● Work to be completed
Convert the part of the rows that runs from the start through the line containing "[[[256,1],[1,0],[0,36],[128,36],[134,18],[157,17],[255,23]]]" into a JSON list of strings with one string per line, omitting blank lines. Include both ends and nothing beyond that line.

(Region labeling rows)
_ _ _ _ _ _ _

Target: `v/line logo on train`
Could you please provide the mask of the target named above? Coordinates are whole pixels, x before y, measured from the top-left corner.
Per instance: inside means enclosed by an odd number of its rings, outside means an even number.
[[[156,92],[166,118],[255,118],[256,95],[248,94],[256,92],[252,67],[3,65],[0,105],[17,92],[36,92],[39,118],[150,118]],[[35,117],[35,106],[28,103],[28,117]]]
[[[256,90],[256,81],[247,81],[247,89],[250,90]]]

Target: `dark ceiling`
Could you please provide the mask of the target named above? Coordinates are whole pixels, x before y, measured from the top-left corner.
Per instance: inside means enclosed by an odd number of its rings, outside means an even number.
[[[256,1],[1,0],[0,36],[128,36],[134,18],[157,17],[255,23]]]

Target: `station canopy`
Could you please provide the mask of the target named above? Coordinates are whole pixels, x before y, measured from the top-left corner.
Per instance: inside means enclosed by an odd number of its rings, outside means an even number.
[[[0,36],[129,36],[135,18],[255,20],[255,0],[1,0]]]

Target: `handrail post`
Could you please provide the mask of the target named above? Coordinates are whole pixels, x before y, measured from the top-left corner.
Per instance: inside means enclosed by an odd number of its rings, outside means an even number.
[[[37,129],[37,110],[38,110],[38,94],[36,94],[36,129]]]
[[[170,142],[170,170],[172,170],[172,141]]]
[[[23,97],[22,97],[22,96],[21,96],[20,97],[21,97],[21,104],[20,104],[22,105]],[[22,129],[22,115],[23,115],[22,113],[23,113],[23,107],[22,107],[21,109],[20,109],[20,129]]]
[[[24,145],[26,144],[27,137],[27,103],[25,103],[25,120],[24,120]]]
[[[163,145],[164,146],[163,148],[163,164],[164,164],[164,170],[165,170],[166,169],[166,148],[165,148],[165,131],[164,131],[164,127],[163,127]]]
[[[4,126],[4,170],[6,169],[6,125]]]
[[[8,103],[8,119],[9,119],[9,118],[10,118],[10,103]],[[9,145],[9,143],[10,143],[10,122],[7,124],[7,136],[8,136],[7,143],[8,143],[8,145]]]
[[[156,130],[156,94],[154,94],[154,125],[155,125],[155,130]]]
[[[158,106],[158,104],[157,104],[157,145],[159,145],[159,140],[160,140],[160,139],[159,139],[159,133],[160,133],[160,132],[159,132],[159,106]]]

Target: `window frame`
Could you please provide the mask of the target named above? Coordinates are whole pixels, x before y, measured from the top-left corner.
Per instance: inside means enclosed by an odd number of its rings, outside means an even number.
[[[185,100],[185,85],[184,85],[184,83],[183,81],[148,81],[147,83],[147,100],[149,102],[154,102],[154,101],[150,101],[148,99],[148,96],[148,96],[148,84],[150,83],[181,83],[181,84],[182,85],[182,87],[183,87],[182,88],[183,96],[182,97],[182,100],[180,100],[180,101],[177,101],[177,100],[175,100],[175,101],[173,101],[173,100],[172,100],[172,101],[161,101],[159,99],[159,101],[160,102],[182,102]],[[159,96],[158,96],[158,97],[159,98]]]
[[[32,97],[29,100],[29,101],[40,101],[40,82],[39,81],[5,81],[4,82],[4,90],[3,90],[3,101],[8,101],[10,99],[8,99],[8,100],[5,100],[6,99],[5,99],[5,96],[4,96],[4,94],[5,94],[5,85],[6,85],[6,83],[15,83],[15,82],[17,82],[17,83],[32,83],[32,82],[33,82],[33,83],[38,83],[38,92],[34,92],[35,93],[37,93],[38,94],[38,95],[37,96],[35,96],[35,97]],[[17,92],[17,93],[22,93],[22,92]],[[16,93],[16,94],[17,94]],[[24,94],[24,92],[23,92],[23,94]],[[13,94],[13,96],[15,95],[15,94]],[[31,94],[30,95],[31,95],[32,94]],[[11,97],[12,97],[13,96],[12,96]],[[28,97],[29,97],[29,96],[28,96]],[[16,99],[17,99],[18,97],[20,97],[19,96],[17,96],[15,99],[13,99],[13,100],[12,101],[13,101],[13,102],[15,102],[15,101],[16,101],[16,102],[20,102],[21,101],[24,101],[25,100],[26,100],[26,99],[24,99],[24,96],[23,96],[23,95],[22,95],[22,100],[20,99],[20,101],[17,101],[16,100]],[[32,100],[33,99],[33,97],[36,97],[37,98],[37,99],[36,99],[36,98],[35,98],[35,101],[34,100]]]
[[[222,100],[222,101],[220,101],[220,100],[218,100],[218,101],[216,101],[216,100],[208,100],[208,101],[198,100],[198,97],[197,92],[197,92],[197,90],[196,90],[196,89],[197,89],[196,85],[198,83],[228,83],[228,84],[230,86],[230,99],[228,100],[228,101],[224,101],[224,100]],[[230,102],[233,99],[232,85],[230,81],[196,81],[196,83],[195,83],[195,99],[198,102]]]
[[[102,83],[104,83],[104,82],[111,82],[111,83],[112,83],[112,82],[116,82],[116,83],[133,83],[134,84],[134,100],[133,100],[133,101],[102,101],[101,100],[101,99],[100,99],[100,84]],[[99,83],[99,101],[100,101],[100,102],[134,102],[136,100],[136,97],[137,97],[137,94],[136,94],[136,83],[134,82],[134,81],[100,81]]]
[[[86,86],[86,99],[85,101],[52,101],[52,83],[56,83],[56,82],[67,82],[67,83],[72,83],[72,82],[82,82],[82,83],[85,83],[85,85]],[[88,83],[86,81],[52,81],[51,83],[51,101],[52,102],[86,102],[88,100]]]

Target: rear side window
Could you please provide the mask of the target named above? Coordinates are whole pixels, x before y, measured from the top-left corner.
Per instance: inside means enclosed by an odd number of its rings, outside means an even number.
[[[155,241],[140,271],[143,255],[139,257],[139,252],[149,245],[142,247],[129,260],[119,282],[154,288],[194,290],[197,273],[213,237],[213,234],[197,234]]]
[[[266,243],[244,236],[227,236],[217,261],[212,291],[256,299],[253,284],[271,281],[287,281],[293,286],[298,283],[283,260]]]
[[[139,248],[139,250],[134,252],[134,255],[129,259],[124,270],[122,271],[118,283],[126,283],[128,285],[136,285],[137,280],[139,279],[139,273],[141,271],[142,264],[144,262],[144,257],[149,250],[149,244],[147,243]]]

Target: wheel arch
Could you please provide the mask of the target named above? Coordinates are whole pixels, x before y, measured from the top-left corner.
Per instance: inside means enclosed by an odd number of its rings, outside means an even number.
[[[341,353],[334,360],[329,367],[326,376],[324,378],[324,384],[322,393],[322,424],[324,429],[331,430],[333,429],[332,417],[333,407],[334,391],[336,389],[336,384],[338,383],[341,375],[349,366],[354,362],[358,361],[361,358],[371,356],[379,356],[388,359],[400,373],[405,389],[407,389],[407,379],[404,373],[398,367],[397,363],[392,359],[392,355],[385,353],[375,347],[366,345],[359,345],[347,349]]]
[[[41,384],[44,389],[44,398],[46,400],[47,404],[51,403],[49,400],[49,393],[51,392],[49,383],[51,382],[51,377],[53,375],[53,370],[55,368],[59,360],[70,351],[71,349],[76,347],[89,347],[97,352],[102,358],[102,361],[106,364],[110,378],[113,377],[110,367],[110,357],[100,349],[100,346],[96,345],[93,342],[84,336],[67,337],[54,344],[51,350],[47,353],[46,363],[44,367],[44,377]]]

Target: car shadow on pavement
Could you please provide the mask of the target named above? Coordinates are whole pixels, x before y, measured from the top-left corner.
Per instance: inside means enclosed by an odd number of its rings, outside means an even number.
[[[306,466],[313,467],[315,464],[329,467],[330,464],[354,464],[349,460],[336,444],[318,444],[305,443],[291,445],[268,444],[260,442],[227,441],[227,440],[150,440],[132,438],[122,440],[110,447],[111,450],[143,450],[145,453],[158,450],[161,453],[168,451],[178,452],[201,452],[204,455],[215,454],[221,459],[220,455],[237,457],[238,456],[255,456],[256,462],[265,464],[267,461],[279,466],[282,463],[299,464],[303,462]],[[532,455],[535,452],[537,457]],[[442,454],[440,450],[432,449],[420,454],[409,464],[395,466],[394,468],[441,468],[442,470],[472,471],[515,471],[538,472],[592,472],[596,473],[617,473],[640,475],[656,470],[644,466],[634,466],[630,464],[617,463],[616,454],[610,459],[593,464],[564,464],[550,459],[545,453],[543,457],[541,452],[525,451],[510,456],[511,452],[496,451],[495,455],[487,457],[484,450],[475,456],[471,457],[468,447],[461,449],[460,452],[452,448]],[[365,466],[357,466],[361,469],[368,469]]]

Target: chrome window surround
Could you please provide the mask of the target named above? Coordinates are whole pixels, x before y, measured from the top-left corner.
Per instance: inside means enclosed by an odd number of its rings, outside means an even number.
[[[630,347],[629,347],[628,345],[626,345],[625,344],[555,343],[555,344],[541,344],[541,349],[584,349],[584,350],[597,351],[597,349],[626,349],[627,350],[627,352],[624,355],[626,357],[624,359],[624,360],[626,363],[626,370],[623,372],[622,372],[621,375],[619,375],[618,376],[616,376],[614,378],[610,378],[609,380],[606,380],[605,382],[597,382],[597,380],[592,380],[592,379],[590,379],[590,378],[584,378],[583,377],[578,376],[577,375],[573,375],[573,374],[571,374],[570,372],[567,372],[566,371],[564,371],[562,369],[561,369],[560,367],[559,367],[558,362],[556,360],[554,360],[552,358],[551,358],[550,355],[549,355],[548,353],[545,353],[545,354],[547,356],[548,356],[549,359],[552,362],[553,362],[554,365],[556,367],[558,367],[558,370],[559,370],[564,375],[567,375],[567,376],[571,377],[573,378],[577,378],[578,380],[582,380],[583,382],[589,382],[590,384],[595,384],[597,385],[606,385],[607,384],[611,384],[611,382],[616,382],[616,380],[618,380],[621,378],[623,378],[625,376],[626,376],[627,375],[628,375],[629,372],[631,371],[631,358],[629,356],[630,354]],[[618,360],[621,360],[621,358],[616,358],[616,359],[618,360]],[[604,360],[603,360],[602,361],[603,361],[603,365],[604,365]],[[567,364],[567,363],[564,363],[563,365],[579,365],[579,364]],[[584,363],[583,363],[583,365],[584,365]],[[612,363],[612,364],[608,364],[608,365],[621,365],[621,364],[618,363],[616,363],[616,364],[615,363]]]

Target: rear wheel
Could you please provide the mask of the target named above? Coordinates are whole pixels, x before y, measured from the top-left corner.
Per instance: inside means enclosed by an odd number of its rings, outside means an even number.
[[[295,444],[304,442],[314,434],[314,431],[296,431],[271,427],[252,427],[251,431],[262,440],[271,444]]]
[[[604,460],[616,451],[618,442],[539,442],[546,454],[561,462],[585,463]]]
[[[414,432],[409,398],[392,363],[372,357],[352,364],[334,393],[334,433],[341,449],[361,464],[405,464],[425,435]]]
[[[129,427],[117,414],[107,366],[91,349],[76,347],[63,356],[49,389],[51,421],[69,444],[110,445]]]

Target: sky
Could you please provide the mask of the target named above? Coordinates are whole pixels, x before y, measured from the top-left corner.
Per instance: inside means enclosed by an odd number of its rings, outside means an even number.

_ _ _ _ _ _ _

● Complete answer
[
  "Target: `v/line logo on train`",
  "Could you please provide the mask of the target named above? Coordinates are whole pixels, x before y, measured from the top-left corner.",
  "Per instance: inside means enclosed by an odd number of its rings, outside means an even number.",
  "[[[156,92],[166,118],[255,118],[256,95],[248,94],[256,92],[252,67],[3,65],[0,105],[17,92],[36,92],[39,118],[150,118]],[[35,117],[35,106],[28,103],[28,117]]]",
  "[[[256,90],[256,81],[247,81],[247,89],[250,90]]]",
  "Target: `dark ceiling`",
  "Could you please provide the mask of the target named above? Coordinates are whole pixels, x before y, measured from the top-left corner.",
  "Per instance: inside means enclosed by an odd number of its rings, outside means an even number.",
  "[[[256,1],[1,0],[0,36],[128,36],[134,18],[157,17],[255,23]]]"
]